START MATERIAL PROVIDED

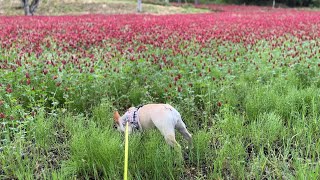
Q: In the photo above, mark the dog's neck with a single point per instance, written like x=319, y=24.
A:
x=132, y=117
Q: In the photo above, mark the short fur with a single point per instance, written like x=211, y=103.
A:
x=162, y=116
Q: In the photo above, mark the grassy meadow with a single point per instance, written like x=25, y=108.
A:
x=245, y=82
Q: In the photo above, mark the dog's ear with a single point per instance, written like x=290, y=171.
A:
x=116, y=117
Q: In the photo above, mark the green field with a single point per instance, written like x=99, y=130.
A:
x=246, y=83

END MATERIAL PROVIDED

**ASSIGNMENT**.
Output, exactly and with nothing else, the lines from the line containing "Q: In the photo above, mark the grassy" to the end of the entries.

**EXERCISE ANSWER**.
Q: In the photo above, mark the grassy meadow with a single point per instance, written like x=25, y=108.
A:
x=245, y=82
Q: In the photo above, mark the dog's ear with a single point per instance, written like x=290, y=171.
A:
x=116, y=117
Q: In the photo above, mark the green field with a single point per instance, written like x=99, y=130.
A:
x=246, y=83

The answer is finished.